----- WORKING DATA -----

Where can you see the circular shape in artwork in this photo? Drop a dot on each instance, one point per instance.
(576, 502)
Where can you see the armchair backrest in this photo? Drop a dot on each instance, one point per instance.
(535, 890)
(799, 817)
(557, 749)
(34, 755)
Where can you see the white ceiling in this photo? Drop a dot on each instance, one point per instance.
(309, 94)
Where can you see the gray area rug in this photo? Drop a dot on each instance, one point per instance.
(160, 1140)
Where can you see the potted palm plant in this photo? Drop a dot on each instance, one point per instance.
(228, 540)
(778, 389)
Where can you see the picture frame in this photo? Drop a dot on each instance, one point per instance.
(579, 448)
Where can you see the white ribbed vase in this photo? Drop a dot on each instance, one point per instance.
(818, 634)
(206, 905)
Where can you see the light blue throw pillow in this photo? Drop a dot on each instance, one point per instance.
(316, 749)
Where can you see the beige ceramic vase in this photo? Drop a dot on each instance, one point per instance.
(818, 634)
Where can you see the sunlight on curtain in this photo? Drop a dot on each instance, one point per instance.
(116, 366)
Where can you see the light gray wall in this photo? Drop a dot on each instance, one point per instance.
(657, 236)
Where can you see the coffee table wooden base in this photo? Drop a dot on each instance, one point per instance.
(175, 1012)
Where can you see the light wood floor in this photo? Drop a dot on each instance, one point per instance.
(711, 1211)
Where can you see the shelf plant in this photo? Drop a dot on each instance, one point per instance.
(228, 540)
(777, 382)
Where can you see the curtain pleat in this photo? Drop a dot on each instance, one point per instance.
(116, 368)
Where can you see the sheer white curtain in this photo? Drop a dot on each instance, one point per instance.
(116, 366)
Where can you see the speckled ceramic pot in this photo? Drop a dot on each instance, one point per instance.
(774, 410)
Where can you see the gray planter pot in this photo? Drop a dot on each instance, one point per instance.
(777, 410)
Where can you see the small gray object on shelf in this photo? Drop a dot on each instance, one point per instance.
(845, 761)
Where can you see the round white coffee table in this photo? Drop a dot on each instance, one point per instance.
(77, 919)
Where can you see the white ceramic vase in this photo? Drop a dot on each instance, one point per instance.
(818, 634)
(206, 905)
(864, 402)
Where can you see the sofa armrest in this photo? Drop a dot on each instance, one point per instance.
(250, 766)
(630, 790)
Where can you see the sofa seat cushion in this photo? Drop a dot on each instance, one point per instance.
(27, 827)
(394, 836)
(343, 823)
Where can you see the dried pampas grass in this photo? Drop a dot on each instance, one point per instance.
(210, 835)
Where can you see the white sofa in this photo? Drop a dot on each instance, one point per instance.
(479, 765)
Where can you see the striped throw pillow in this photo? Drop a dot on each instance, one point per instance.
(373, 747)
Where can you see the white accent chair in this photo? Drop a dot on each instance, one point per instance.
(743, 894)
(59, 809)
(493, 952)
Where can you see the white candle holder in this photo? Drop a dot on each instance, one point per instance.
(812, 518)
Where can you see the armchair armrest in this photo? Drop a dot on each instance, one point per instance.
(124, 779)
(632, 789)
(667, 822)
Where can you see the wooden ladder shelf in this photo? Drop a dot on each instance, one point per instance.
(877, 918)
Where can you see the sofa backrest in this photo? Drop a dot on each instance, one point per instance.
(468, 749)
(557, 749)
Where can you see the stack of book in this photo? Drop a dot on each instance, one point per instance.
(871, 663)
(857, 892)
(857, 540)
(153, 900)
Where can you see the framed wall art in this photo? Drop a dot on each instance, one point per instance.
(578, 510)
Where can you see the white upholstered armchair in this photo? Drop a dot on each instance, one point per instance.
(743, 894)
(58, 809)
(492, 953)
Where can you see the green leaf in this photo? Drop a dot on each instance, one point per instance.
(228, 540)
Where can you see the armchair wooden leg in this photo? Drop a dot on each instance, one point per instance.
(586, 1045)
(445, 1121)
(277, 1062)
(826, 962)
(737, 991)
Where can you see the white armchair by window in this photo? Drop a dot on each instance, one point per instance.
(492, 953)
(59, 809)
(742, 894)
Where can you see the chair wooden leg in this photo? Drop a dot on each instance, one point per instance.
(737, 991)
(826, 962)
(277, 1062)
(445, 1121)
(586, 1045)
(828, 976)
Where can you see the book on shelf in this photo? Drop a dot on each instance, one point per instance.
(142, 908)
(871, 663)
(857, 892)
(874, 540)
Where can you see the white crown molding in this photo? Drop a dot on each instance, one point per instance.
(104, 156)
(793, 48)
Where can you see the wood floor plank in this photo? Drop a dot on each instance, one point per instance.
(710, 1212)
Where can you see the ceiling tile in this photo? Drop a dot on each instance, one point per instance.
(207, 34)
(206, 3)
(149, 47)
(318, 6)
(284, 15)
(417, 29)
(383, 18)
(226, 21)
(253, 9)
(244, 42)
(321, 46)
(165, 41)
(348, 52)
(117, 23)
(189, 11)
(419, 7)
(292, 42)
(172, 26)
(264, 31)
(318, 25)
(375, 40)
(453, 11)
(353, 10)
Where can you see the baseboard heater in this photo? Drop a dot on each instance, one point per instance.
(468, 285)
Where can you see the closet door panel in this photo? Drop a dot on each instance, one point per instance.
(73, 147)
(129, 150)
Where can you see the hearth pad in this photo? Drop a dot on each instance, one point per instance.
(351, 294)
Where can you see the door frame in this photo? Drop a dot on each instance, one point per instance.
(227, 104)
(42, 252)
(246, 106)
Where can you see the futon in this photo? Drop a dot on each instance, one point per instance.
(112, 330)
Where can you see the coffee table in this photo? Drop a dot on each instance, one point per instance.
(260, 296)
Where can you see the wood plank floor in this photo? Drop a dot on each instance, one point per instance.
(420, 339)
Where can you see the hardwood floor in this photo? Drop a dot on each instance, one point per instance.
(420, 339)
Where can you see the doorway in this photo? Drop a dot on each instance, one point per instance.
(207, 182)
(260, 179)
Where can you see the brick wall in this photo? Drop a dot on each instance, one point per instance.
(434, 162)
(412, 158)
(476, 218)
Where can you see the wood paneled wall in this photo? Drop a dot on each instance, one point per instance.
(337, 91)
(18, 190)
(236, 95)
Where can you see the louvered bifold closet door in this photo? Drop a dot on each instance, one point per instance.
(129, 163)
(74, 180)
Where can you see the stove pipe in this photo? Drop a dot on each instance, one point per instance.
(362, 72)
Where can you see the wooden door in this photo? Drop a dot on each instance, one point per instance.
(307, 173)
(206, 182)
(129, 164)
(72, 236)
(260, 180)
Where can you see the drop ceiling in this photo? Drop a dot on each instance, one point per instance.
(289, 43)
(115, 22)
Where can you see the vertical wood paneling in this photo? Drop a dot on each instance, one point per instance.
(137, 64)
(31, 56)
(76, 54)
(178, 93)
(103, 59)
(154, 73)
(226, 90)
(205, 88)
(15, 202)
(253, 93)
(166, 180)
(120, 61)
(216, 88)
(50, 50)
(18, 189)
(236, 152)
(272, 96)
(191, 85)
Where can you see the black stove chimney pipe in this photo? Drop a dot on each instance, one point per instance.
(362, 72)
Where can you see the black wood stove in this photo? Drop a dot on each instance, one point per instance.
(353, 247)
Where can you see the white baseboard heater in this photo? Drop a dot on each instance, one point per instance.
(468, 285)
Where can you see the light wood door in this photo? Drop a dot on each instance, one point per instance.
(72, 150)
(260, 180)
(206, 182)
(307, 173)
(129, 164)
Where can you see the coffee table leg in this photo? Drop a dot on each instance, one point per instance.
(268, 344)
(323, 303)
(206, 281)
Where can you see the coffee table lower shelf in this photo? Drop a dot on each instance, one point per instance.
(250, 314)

-----

TO DO
Print each line of the data exactly. Keep all of it.

ANSWER TO THIS EXERCISE
Where can you see the circular shape in artwork in this photo? Drop a dot on each instance, one point per instance.
(576, 502)
Where can you see the armchair backrest in this photo? Drop a dot on each instance, one point per instance.
(535, 890)
(799, 817)
(557, 749)
(34, 755)
Where can you see the white ceiling in this photo? Drop a dot on each instance, one point per instance.
(309, 94)
Where can you see the gray area rug in this photo? Drop a dot on each instance, one point per instance.
(160, 1140)
Where can you see the potted palm plant in this photo? Drop a dot on each instance, one point per instance.
(228, 540)
(778, 389)
Where can you see the picture frame in this photo? Drop a dot on each instance, one point per instance.
(579, 448)
Where can you see the white ribbed vase in this photo? Drop a dot on each instance, one point per instance.
(818, 634)
(206, 905)
Where can you see the light blue throw pillow in this photo? Drop a dot on each instance, one point per instance.
(316, 749)
Where can you see the beige ceramic vase in this photo? Drop a dot on each instance, one point per instance.
(818, 634)
Where can you see the sunlight on curtain in this photo? Drop a dot on each instance, one point per instance.
(116, 366)
Where can you see the light gray wall in this photo? Drop a dot on each instance, one point per instance.
(657, 236)
Where can you see the coffee table wooden base in this photo? Drop a dot on each instance, one point per instance.
(175, 1012)
Where can you see the light wood floor in this photo? Drop a dot on each instance, one point per instance.
(711, 1211)
Where can you see the shelf plant in this photo? Drop a dot on each instance, one point per instance.
(228, 540)
(777, 382)
Where can you see the curtain pleat in this photo? Drop a dot on each instance, one point per instance.
(116, 368)
Where can you see the sheer white curtain in this photo? Drop a dot on each instance, one point per instance.
(116, 366)
Where can you see the speckled ceramic pot in this photo? Drop a dot on each instance, one point per instance.
(774, 410)
Where can you see the gray planter pot in this photo? Drop a dot on each instance, one point per instance.
(777, 410)
Where can you see the small gray object on shelf in this photo? Drop a dot on each instance, one point per instance.
(845, 761)
Where can you see the round white coffee table in this photo? Drop a dot on each instance, one point per instance.
(77, 919)
Where can you see the white ceramic vase in this photo? Drop a dot on each instance, one point per instance.
(818, 634)
(206, 905)
(864, 402)
Where can you see the sofa armrest in this photo? Drop a dot on each instance, one point per instance.
(250, 766)
(630, 790)
Where can you see the sofa seat cushion in this photo? Drop a dot on each instance, one point per instance.
(27, 827)
(394, 836)
(343, 823)
Where can you see the dried pampas grass in this photo? Drop a dot on each instance, one point per instance.
(210, 835)
Where can you see the white sofa in this photo? Drop a dot on each instance, one point per instance.
(479, 765)
Where can you see the striped throw pillow in this photo? Drop a dot on each instance, one point per instance.
(373, 747)
Where can you see the white accent chair in this photo? Drop a dot on each instance, one point per instance.
(743, 894)
(59, 809)
(493, 952)
Where can you see the white candle holder in this photo? Drop a dot on each instance, one point per instance.
(812, 518)
Where can you see the armchair armrest in this photo? Drop a dot on each instance, one point per instance.
(124, 779)
(632, 789)
(667, 822)
Where can you see the wooden ladder shelf in this photo? Drop a dot on each instance, one point per instance.
(877, 918)
Where can you see the sofa backrest in this photo? Drop a dot on each instance, one point per instance.
(468, 749)
(557, 749)
Where can you see the stack of book in this photo? Drop a dot on each instance, one point per instance.
(871, 663)
(857, 892)
(857, 540)
(153, 900)
Where can you see the framed wall art in this photo? Drop a dot on each instance, one point per instance.
(578, 510)
Where can you see the white upholstered armchair in this photo? Drop a dot on each instance, one point per instance.
(743, 894)
(58, 809)
(492, 953)
Where can you see the green leaf in this photo? Drop a dot on each instance, one point per instance.
(228, 540)
Where can you see the armchair wooden leg in this photo? Drop a dot on each instance, one point per instance.
(586, 1045)
(445, 1121)
(277, 1062)
(826, 962)
(737, 991)
Where can you see the white armchair by window in this photo? Drop a dot on each instance, one point per instance.
(492, 953)
(59, 809)
(742, 894)
Where can you see the chair wooden leg in this photo? Drop a dot on each instance, one point per instance.
(737, 991)
(826, 962)
(277, 1062)
(445, 1121)
(586, 1045)
(828, 976)
Where can you see the book on shelf in this photo? Drop a dot on each instance, one point per instance.
(142, 908)
(871, 663)
(857, 892)
(874, 540)
Where can you see the white crown molding in this photo? Drop a dot on each instance, one point per instance.
(104, 156)
(793, 48)
Where can you see the wood floor plank in this photo? Drop a dot on each instance, one point per instance.
(710, 1212)
Where can you see the ceiling tile in this photo? Drop a dot on each instance, one point per instance.
(207, 34)
(206, 3)
(149, 47)
(318, 6)
(284, 15)
(417, 29)
(383, 18)
(226, 21)
(253, 9)
(244, 42)
(321, 46)
(165, 41)
(348, 52)
(117, 23)
(189, 11)
(419, 7)
(292, 42)
(172, 26)
(264, 31)
(318, 25)
(375, 40)
(453, 11)
(353, 10)
Where can you see the baseboard heater in this photo? Drop a dot on each instance, one point per instance.
(468, 285)
Where can you see the closet door panel in this photo? Drop a dot on each instance, one point per instance.
(73, 147)
(129, 150)
Where can you see the hearth pad in this photo? Drop a dot on each instance, one point per instance.
(351, 294)
Where can you see the door frame in this photo? Drop a dot on each instance, one point per instance.
(227, 104)
(42, 252)
(246, 106)
Where can you see the futon in this photo? Drop a dot on each instance, one point per instance.
(112, 330)
Where can you see the coffee table in this photo? Drop a dot on each instance, one point per instance.
(260, 296)
Where can you see the wood plank floor in this photo? Drop a dot on each instance, one point per instance.
(420, 339)
Where can you see the hardwood floor in this photo? Drop a dot on each instance, one point per instance.
(420, 339)
Where can you see the doorway in this photo? Drop a dot on each instance, one point per instance.
(207, 182)
(260, 179)
Where can you see the brick wall in this photo? Drop a dot on each instance, one point per instance.
(434, 162)
(412, 158)
(476, 218)
Where can you see the wood paneled wall in this photo? Drop a dot on each instance, one point per instance.
(337, 91)
(18, 190)
(236, 95)
Where can you see the louvered bifold closet door in this photo? Drop a dot on each instance, one point per instance.
(129, 163)
(74, 180)
Where can you see the stove pipe in this photo? Drop a dot on each instance, one point per instance.
(362, 72)
Where can you see the wooden door in this photo? Drop a dot on each instance, one point per instance.
(307, 173)
(206, 182)
(129, 164)
(72, 236)
(260, 180)
Where can you see the drop ceiling in this photo? Drop a dot on each instance, one point per instance.
(289, 43)
(115, 22)
Where can you see the vertical wood paneling in this photo? Drop a dot on each instance, one point per instance.
(137, 64)
(31, 56)
(76, 54)
(178, 93)
(103, 59)
(154, 73)
(226, 90)
(205, 88)
(15, 202)
(253, 93)
(166, 180)
(120, 61)
(216, 88)
(50, 50)
(18, 189)
(236, 152)
(272, 96)
(191, 85)
Where can you see the black stove chimney pipe in this photo? Drop a dot on each instance, one point per instance.
(362, 72)
Where can you see the black wood stove in this photo? Drop a dot on each instance, one point per instance.
(353, 247)
Where can you see the white baseboard heater in this photo? Drop a dot on each instance, one point per instance.
(468, 285)
Where can you see the light wood door in this photo? Drop a dot on each instance, one point per instance.
(72, 150)
(260, 180)
(206, 182)
(307, 173)
(129, 164)
Where can you see the coffee table leg in this photo? Drop a dot on each instance, one point per instance.
(268, 344)
(323, 303)
(206, 281)
Where can you see the coffee table lower shelf in this photo? Drop a dot on each instance, one point per instance.
(250, 314)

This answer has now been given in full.